━━ Provided material
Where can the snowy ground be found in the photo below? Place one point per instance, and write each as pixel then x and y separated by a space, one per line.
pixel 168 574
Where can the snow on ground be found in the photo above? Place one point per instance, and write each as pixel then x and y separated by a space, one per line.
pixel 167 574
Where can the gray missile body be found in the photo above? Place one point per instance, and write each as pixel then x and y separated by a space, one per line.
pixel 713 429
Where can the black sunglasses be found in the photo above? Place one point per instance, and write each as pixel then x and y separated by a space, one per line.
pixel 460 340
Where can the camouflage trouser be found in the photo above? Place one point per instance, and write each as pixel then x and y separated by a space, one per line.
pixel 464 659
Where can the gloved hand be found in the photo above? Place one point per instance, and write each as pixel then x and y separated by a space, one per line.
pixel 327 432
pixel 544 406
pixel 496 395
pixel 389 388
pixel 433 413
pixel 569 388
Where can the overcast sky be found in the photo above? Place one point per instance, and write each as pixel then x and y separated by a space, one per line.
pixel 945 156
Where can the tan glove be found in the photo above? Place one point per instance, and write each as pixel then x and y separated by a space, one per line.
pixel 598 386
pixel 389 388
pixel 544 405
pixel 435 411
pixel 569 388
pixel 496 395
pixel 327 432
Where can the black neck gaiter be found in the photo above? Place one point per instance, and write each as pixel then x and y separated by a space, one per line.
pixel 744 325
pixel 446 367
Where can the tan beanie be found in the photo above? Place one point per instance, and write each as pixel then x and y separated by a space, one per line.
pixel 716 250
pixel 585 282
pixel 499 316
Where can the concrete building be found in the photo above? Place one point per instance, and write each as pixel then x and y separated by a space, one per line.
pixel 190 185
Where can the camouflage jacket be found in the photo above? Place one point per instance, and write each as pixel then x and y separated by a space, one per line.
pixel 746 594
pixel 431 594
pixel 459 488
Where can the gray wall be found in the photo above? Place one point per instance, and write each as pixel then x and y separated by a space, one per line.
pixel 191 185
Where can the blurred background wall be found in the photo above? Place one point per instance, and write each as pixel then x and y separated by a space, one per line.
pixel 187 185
━━━━
■ Task directions
Repeat the records above in full, character for character.

■ Solved problem
Where can the snowy ground be found in the photo below? Place one point per instance, and write each as pixel then x and y separated by a space, one per line.
pixel 168 574
Where can the snow on ground be found in the photo above? Place one point per instance, and write each as pixel then x and y separated by a space, one per line.
pixel 167 574
Where can the gray missile body be found in the photo above? Place one point per instance, and write each as pixel then x and y separated by a space, one per line.
pixel 713 429
Where can the black sunglasses be found in the photo above? Place one point per instance, and write each as pixel then x and y separated by a space, one per line.
pixel 460 340
Where can the camouflage trouser be found in the photo above? Place one point per instance, and write each as pixel then x and y separated by a space, one per line.
pixel 464 659
Where can the gloved hand be found in the photo above? Place one point per instance, and write each as pixel then x and y separated by a space, one per line.
pixel 327 432
pixel 544 406
pixel 496 395
pixel 389 388
pixel 433 413
pixel 569 388
Where can the overcast sky be found in the photo above? Place one point per instance, and write each as pixel then x and y separated by a space, one per line.
pixel 945 156
Where can the tan glove be found in the photo above? Place one point per instance, and write each as pixel then x and y separated by a space, one per line.
pixel 598 386
pixel 389 388
pixel 544 405
pixel 435 411
pixel 569 388
pixel 496 395
pixel 327 432
Where can the black neck gaiter be found in the photo above? Place one point per instance, and write each as pixel then x and y separated by a space, one per line.
pixel 744 325
pixel 446 367
Where can the tan beanie be found in the photo above? Place one point per instance, and write each as pixel then x and y separated by a space, one per line.
pixel 716 250
pixel 585 282
pixel 499 316
Where can the concrete building be found in the photo above? Place one point per instance, and write each as pixel then x and y separated by a space, one per line.
pixel 190 185
Where can the camouflage jacket be found in the photo above? Place one point per instance, and write each as pixel then x and y separated by a space, one per line.
pixel 746 594
pixel 431 594
pixel 459 488
Where can the gray wall be found in the photo above? Place one point per instance, and write each as pixel then x and y separated by a space, one per line.
pixel 191 185
Where can the blurred background wall be found in the photo above? Place one point per instance, and write each as pixel then x and y separated by a space, one per line.
pixel 187 185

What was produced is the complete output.